EXERCISE REQUIREMENTS:
**a.** In the pumping and nursing discussion, how old is DD now?
**b.** In the pumping and nursing discussion, rewrite the passage from "Where are you" up to and including "right flange size?", swapping "blackout curtains" for "heavy drapes".

DOCUMENT TEXT:

══════════

Where are you trying to nurse him during the day? Does he have blackout curtains in his room? Can you make it as much like night time as possible?
What type of pump are you using? Have you changed your valves or membranes recently? Are you using a hands free pumping bra? Are you sure you have the right flange size?
I've tried nursing both in dark rooms (our bathroom is the only room totally dark) and in front of the window (so he has a view) and have had sporadic success with both. He seems to do a bit better nursing in the carrier with me bouncing up and down (wtf, baby?!!?).
I started w/ the PISA, also bought a Spectra per MMM recommendation and a hand pump... none have seemed to help. Valves and membranes are fresh and I use a hacked sports bra to be hands free. I've never been sure about the flange sizes, but haven't had any more success trying different sizes and trying pumpin pals. I suspect my pumping issues are actually mental. Weirdly enough, my best pumping days where when I had to travel to San Francisco for work. I out pumped him by 10ish oz those days - what's up w/ that?
I find this to be very true for me - when I'm actively watching the bottle fill up and willing it to fill u p more, I tend to get about an ounce less. So I either try to focus 100% on work (when pumping at my desk) or just surf the internet/GBCN and be relaxed when I pump at night. And I'm often pleasantly surprised.
Also, I'll just say that DD was a mess when I started pumping (right around 4 months) and was a totally distracted nurser at that time too. She's now 6 months 1 week and it's gotten considerably easier, both with bottle feeding and nursing. Hang in there, I think it will get easier.

══════════

THE DATA:

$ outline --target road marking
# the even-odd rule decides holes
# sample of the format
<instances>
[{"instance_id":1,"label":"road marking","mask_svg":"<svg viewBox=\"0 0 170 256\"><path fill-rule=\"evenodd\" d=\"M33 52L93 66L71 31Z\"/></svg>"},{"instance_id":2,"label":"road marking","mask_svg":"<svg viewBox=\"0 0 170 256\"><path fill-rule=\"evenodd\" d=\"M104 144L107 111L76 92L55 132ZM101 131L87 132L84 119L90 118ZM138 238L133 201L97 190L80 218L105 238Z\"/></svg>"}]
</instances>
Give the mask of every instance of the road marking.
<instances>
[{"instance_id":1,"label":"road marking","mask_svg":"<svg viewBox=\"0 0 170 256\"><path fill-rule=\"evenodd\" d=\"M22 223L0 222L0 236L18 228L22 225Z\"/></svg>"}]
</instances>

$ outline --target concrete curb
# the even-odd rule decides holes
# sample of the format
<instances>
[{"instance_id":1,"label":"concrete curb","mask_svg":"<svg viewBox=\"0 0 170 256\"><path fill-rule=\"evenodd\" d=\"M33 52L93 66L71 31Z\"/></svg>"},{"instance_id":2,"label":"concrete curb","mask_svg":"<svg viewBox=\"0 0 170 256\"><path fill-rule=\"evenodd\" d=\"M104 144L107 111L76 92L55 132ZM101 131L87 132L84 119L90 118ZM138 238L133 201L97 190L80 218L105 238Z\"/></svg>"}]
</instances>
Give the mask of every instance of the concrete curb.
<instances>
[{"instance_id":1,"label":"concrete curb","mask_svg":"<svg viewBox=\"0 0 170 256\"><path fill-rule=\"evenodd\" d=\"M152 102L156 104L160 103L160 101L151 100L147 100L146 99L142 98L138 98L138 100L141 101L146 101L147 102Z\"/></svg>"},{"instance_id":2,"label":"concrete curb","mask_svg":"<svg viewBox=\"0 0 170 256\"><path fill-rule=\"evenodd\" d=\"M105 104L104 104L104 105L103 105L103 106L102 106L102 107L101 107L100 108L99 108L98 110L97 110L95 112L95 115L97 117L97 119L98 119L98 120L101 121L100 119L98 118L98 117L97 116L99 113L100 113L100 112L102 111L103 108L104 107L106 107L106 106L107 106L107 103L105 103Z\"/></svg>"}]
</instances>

══════════

ANSWERS TO THE TASKS:
**a.** DD is now 6 months 1 week old.

**b.**
Where are you trying to nurse him during the day? Does he have heavy drapes in his room? Can you make it as much like night time as possible?
What type of pump are you using? Have you changed your valves or membranes recently? Are you using a hands free pumping bra? Are you sure you have the right flange size?